EXERCISE PROMPT: Write the next part of the piece on Silent Hunter 3 below, starting after its final sentence.

DOCUMENT TEXT:
-=-=-=-=-

22:35 -
somewhere on the edge of grid AM34. Peaceful Scotch waters ripple past at 10 knots. The sky is
painted a dazzling peach hue as the sun hides itself over the horizon. My men play cards in their quarters
and Kesler cooks the musty smell of potato into the air of U-47, wafting past me out of the conning
tower and into the evening. All’s well, as seadogs say. I tap out my pipe and climb down from the
bridge into the command room…sidle up to my navigator to review our course, and then ALARM! The
cry from the bridge sends crew from the stern quarters scrambling to the bow torpedo compartment.
U-47 pitches into a steep dive at flank speed and she slices down into 30 meters of black salty wash.
Fifteen seconds later a Hurricane drops a depth charge on her wake, sending a shudder through the
boat. We have been spared once again, by the cold and indifferent embrace of our friend, our nemesis,
the Atlantic.
Silent Hunter 3 is a serious U-boat simulation set during the battle of the Atlantic in the Second World War. While you might be able to dredge up screenshots that show my boat
lunging out of the water and onto the deck of a small merchant ship, pushing it over and down,
effectively drowning the helpless sow, they would be from my boyish days as a Kriegsmariner when
there were no consequences and it was all about maniac bravery, savage close-range kills and finding
bugs in the game. I’m much older now, with more crags and hard edges and rust and salt stains and I
know something very well: it is all about survival. Ubisoft has produced a game of exploding beauty and
devout realism. But the most important aspect of SH3 - the one that has made me play it day &
night since August between sips off coffee, slurps of porridge, puffs of smoke, swills of beer, squirts of
piss, etc, is the wickedly immersive role-playing.
No
longer Blogworthy; now Carl Winters, Oberleutnant Z. s. I’ve sailed a few other identities, all of which
are now fish-eaten on the seafloor. Winters has taken us through two patrols, and we’re playing it safe.

-=-=-=-=-

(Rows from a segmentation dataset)

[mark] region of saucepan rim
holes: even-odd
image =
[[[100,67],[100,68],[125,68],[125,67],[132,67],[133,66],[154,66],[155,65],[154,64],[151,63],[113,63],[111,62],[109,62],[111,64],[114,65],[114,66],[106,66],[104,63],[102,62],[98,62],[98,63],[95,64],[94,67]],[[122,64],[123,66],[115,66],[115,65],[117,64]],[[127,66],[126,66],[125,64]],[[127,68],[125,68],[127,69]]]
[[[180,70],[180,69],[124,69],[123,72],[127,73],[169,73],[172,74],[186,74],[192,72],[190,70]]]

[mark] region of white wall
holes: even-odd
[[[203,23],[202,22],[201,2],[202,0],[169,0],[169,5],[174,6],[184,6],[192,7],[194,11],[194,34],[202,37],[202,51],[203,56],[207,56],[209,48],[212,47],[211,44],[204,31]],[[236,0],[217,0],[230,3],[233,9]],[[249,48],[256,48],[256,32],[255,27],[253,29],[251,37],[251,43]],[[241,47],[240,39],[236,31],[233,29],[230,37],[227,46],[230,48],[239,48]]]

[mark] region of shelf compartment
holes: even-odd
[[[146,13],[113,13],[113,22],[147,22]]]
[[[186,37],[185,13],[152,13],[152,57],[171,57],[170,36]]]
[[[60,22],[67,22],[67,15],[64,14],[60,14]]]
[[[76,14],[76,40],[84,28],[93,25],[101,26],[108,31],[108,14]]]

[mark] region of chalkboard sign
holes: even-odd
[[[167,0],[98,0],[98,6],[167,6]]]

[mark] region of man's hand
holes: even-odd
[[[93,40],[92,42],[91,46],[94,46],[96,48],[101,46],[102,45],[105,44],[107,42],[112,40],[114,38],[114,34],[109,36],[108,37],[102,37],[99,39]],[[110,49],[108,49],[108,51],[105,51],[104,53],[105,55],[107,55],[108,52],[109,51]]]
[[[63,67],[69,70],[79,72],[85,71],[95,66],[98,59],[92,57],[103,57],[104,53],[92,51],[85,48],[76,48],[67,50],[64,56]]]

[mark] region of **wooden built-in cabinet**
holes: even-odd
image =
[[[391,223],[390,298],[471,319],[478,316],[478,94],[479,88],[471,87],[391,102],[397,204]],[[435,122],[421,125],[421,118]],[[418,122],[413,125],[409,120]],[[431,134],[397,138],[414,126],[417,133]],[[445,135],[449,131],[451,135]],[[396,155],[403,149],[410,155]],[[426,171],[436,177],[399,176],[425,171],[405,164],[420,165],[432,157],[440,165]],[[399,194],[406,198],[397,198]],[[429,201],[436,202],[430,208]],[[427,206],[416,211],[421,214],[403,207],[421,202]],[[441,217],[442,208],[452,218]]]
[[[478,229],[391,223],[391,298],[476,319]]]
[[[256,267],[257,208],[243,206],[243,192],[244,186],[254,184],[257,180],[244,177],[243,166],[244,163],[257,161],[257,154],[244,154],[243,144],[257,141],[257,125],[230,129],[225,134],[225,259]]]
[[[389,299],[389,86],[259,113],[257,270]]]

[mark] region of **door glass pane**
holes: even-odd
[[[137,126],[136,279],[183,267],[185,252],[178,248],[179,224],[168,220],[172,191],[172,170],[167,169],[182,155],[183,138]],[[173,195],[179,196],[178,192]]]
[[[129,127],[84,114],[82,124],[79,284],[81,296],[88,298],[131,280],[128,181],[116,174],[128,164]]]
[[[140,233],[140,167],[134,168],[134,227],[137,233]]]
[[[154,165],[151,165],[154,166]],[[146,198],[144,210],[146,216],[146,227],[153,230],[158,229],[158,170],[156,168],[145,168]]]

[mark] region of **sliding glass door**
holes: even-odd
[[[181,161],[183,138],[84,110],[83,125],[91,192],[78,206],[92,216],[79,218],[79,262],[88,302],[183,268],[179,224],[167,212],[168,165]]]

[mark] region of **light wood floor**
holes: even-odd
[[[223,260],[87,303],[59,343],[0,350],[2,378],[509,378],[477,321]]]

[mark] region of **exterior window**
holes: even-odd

-=-=-=-=-

TASK RESULT:
If he is lost at sea, then part of me dies and must re-berth: a painful skin-stretching hair-pulling process
preceded by a shriek and a lot of water-sloshing sounds. And considering that each patrol takes about
three or four hours of my time, I will be very careful to make sure that Winters and his crew of
43 bring U-47 home watertight. When you take this game seriously, an epic importance is attached to
all the events that transpire. Every plane that buzzes your boat, every merchant spotted, every
hydrophone contact, radio report, torpedo, nautical mile, every lightning bolt in every storm, every
goddamned seagull, becomes a real experience in the dangerous and ultimately brief existence of your
beloved U-boat captain. If you are wise and shrewd, yet bloodthirsty and very lucky, your captain and
crew will grow old together and become decorated experts of seaborne fighting. They may even survive
the war. But that hasn’t happened yet for me, and if so it will take at least another month of my time.
Before I get into screenshots and all the shimmering detail, I need to reiterate my view that this is an
action role-playing game that offers a ton of freedom, a shit-load of gambling and uncertainty, and a few
dramatic ways to die.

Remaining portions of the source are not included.